#### ЦЕЛЬ ЗАДАНИЯ:
Ответьте на вопросы по тексту о К. О. Ягельском.
(a) В каком году Ягельский окончил Петербургскую госпитальную школу?
(b) В каком городе он защитил диссертацию?
(c) Кому Ягельский завещал все свое достояние?

#### ИСХОДНЫЙ ТЕКСТ:
########################################

Касьян Осипович Ягельский (1736–1774)
Талантливый русский врач. Окончил Петербургскую госпитальную школу в 1761 г., был направлен за границу для получения степени доктора медицины. В 1765 г. защитил в Лейдене диссертацию. По возвращении в Россию, преподавал московской Госпитальной школе. Принимал участие в борьбе с чумой, был членом Комиссии для врачевания и предохранения от моровой язвы. Предложил противочумные окуривательные порошки (см. ниже) и являлся автором нескольких инструкций, изданных Комиссией. О судьбе Ягельского после эпидемии Самойлович писал следующее: «Он был правой рукой генерала Еропкина и много потрудился, чем заслужил вечную хвалу. Но, к сожалению, от этих трудов и треволнений он заболел чахоткой и умер в 1774 г. Этот добродетельный гражданин не преминул даже в последние минуты своей жизни делать добро своим соотечественникам. Так, он завещал все свое достояние одному подлекарю из числа своих учеников, который казался ему наиболее достойным и наиболее дельным, чтобы дать ему возможность поехать в иностранные университеты для изучения там медицины и стать достойным врачом для службы своей родине. Но к несчастью, этот выбор оказался неудачным, поскольку этот молодой человек, не пожелав использовать столь счастливую возможность, промотал все оставленные ему средства».

########################################

#### ДАННЫЕ:
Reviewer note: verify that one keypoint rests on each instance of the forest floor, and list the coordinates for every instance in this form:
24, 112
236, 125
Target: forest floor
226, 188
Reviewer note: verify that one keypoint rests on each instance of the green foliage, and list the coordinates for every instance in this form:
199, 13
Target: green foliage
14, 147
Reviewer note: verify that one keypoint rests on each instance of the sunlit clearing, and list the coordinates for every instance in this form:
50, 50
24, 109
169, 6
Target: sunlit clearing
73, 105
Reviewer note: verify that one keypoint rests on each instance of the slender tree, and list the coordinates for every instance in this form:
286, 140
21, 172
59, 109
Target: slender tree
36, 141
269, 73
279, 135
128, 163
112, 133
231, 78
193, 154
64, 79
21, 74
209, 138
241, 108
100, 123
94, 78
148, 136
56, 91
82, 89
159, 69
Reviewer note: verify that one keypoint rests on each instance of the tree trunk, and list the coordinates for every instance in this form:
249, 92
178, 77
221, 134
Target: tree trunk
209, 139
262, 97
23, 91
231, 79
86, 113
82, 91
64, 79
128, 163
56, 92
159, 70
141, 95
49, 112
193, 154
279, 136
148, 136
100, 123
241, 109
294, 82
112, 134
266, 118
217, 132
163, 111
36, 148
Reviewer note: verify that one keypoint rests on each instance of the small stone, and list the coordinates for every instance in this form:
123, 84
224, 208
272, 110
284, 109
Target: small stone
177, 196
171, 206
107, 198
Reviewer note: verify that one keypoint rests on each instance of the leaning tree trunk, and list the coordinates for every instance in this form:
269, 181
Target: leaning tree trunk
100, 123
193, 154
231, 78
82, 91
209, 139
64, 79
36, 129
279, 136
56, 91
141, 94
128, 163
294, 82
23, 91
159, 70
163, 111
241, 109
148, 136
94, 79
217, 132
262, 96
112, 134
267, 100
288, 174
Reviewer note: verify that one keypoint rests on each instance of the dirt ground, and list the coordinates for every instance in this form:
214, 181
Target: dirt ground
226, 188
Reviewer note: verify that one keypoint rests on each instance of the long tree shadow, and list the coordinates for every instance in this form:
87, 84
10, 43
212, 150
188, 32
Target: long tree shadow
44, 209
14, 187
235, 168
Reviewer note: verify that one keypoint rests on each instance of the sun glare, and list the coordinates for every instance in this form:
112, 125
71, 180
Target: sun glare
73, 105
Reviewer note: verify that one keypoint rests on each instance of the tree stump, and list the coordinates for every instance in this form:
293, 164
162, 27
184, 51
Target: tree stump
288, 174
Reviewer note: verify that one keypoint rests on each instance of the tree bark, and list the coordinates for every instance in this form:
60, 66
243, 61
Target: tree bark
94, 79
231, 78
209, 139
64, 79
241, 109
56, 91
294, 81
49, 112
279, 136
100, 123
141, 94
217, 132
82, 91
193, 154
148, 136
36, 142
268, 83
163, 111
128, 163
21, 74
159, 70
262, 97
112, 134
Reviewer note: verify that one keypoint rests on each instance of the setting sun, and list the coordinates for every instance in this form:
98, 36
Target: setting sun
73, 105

########################################

#### ВАШ ОТВЕТ:
(a) В 1761 г.
(b) В Лейдене.
(c) Одному подлекарю из числа своих учеников, который казался ему наиболее достойным и наиболее дельным.